When you return the data, keep each character exactly as it appears.

Referring expression pointing data
*** Begin section ***

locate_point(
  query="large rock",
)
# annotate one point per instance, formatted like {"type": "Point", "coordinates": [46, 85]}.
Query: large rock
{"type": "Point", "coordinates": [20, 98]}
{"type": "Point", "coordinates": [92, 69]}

*** End section ***

→ Written answer
locate_point(
  query="large rock",
)
# annotate one point per instance, formatted like {"type": "Point", "coordinates": [46, 85]}.
Query: large rock
{"type": "Point", "coordinates": [20, 98]}
{"type": "Point", "coordinates": [92, 69]}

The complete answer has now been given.